Do this: How many lines in the items below contain the word "chandelier"? Reply with the number alone.

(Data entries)
━━━━━━━━━━━━━━━━━━━━
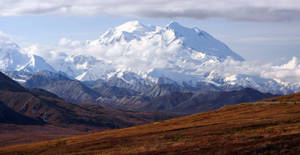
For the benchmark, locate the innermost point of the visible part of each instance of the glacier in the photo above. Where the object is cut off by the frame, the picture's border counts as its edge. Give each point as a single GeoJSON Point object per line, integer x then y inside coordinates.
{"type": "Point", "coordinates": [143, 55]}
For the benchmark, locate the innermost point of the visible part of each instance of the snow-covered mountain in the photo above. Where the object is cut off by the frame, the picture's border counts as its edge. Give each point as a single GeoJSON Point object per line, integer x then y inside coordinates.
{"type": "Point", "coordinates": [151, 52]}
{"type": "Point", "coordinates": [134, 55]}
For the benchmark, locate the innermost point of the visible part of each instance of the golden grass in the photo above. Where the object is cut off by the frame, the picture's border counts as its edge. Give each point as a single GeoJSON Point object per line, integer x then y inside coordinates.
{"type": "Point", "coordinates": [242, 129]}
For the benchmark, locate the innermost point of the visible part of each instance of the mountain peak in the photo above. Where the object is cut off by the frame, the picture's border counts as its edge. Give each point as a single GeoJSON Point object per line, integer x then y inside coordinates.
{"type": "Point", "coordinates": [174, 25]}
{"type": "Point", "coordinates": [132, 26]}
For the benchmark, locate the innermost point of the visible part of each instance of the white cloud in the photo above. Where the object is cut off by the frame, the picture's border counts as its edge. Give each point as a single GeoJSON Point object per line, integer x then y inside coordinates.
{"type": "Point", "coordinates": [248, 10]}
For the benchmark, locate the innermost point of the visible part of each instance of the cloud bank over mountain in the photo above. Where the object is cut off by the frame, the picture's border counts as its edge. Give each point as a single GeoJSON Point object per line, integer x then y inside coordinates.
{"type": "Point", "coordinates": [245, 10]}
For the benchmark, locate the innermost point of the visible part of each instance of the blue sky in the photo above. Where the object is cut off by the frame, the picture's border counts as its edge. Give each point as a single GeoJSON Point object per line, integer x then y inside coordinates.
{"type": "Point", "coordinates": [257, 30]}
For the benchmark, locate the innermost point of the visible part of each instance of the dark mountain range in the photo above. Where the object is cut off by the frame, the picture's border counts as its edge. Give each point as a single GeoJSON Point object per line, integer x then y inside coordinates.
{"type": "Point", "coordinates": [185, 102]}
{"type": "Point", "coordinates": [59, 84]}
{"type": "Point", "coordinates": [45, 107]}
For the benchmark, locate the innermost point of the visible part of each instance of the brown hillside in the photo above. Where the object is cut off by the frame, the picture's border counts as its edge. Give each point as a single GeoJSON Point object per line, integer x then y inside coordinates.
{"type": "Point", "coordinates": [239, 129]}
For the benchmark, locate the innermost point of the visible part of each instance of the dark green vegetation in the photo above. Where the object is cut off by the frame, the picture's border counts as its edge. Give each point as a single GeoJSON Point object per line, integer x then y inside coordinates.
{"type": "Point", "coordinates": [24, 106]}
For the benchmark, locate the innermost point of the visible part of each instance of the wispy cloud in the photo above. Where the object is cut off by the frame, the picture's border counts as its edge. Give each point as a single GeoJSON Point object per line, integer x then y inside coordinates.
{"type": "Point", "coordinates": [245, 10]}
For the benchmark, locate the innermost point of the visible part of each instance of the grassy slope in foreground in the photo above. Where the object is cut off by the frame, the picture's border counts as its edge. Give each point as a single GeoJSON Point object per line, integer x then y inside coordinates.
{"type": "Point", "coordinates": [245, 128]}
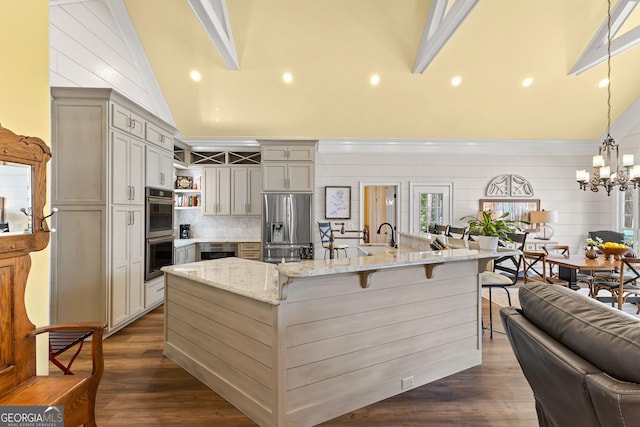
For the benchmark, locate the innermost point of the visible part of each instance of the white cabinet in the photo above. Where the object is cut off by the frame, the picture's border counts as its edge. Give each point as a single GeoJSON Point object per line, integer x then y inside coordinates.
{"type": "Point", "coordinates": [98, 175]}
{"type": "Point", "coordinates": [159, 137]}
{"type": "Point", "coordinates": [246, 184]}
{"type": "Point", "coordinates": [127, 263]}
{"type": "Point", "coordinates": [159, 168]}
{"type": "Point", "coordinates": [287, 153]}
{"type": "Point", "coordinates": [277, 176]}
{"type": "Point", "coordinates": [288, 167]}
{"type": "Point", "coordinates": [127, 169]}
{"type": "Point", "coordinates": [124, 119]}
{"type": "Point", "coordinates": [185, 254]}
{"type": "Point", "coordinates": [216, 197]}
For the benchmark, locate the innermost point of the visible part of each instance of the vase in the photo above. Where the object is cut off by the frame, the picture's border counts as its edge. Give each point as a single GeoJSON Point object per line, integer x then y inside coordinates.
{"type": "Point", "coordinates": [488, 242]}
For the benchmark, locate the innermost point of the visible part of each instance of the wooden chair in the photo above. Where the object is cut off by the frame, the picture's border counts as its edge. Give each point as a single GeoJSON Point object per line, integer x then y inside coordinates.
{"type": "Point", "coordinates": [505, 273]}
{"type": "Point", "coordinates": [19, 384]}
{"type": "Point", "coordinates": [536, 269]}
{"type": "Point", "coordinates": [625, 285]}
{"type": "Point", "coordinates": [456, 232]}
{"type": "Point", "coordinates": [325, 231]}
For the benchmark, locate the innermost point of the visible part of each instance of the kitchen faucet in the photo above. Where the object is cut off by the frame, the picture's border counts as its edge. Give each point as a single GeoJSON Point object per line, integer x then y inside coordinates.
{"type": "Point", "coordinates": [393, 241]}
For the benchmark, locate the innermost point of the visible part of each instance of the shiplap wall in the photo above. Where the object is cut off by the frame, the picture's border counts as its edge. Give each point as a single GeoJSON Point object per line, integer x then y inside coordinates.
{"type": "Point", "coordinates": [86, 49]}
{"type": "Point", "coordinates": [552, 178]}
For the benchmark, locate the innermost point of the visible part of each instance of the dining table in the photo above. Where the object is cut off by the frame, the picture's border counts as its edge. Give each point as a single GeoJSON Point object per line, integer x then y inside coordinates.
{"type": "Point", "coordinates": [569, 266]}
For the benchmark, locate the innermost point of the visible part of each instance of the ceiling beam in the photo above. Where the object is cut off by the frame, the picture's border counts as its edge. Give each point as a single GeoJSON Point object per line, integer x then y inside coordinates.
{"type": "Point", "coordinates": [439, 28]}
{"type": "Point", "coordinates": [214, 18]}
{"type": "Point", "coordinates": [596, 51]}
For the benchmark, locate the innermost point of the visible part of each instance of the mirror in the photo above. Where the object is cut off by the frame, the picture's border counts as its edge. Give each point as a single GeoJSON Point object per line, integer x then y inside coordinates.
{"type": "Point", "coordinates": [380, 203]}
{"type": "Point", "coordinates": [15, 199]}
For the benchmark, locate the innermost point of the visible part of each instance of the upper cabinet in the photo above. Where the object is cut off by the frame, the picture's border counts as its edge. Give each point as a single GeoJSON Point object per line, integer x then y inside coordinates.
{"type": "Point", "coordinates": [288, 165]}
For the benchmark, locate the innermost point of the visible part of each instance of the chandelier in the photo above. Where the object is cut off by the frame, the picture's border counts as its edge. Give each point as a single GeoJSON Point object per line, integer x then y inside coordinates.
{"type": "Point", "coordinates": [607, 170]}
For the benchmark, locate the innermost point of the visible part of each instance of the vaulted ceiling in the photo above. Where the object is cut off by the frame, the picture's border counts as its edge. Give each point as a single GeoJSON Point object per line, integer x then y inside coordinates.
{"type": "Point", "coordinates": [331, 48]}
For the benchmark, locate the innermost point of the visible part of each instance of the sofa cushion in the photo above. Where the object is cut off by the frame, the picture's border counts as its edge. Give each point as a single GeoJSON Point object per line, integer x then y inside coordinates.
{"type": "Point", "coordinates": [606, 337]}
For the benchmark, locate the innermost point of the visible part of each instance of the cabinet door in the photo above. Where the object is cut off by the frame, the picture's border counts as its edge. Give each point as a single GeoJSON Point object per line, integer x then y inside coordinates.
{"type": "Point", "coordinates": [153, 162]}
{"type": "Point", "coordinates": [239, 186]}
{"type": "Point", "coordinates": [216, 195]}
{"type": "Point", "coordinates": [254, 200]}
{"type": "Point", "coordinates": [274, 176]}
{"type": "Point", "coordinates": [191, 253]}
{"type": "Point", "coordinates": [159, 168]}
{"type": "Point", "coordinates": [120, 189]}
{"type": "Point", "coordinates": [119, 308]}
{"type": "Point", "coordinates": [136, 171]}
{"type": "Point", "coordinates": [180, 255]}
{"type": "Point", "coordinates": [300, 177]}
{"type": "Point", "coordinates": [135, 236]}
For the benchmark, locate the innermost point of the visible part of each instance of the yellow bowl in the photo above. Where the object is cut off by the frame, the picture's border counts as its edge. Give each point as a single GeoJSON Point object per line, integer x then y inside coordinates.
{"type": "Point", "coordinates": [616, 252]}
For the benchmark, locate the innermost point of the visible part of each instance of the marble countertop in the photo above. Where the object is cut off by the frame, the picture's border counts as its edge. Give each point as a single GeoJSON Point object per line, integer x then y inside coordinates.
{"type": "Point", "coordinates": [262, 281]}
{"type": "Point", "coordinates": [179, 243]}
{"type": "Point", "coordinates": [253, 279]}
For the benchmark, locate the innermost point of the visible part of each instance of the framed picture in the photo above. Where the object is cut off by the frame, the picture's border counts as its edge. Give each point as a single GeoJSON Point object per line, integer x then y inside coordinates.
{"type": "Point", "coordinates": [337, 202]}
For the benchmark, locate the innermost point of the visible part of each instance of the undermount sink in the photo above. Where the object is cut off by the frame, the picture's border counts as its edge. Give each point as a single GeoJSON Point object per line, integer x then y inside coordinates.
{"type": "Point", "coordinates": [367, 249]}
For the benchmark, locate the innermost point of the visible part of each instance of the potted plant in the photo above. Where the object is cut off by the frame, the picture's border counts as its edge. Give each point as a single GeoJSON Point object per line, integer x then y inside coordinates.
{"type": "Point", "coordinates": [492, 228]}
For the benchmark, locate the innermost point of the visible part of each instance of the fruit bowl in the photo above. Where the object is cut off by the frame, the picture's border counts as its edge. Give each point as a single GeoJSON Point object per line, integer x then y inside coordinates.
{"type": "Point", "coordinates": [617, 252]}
━━━━━━━━━━━━━━━━━━━━
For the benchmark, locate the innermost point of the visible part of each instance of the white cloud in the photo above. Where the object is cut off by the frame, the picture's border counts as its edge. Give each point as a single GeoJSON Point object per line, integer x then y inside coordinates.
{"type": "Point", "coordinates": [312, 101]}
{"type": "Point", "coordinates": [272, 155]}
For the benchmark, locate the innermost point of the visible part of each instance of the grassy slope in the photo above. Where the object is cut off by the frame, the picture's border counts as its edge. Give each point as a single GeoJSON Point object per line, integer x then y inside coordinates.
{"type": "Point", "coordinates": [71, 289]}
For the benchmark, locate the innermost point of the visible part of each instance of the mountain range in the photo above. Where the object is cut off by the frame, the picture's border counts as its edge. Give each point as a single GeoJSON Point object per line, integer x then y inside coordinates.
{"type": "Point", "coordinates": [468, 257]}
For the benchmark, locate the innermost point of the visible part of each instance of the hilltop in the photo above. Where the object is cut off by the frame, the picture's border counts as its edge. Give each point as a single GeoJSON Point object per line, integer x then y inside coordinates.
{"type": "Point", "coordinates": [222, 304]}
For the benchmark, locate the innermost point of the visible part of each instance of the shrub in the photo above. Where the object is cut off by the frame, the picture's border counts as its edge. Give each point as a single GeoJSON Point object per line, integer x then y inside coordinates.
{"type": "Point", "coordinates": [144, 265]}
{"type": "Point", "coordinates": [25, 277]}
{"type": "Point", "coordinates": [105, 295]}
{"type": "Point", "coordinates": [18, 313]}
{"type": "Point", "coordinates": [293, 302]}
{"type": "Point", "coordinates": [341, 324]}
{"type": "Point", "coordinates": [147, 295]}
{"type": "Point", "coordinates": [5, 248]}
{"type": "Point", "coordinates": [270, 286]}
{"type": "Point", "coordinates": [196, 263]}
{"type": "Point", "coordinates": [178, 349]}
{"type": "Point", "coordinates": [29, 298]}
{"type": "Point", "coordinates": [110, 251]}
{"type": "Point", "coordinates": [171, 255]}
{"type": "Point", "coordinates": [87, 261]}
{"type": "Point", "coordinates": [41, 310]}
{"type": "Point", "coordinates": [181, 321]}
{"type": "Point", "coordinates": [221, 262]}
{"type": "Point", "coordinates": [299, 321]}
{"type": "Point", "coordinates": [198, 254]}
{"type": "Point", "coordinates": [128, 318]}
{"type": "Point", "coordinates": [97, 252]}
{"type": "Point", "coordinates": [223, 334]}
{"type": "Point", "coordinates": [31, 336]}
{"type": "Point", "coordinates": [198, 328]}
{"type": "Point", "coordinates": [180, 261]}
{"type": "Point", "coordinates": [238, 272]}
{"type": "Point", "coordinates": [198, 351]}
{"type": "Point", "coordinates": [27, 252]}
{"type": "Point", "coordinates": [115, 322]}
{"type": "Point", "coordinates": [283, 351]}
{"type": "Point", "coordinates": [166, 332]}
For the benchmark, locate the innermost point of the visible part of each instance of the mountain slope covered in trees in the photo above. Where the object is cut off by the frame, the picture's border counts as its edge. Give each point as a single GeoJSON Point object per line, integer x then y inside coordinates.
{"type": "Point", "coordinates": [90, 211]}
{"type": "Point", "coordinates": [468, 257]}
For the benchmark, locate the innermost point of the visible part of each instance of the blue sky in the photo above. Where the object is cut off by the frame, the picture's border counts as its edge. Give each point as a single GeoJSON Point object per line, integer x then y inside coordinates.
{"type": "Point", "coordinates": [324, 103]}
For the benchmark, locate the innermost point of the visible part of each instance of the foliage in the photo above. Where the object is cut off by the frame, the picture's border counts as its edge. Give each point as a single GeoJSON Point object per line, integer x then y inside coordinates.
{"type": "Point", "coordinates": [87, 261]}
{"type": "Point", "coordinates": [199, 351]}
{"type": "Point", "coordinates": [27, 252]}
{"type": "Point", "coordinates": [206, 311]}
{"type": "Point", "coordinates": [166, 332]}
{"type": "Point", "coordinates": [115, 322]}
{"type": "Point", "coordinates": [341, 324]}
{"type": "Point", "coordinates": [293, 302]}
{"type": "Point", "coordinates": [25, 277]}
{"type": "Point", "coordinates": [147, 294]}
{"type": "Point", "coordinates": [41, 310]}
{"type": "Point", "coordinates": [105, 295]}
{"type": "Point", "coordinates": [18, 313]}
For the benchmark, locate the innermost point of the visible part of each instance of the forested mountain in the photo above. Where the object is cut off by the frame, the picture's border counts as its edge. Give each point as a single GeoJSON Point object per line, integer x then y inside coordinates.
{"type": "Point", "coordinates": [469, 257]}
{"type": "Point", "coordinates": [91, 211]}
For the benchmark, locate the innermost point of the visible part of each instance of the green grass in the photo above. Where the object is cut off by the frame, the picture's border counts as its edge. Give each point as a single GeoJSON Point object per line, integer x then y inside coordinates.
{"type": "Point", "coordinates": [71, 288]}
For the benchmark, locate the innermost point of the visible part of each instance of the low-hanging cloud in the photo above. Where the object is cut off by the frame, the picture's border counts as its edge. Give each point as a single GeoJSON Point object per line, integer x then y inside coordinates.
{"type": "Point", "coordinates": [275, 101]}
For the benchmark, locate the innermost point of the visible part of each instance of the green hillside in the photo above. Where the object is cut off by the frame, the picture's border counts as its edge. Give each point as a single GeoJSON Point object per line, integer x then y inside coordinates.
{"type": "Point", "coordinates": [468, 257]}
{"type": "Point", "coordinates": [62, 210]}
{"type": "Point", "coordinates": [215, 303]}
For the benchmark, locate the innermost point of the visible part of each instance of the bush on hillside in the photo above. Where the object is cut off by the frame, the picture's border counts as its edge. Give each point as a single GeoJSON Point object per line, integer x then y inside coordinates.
━━━━━━━━━━━━━━━━━━━━
Task response: 1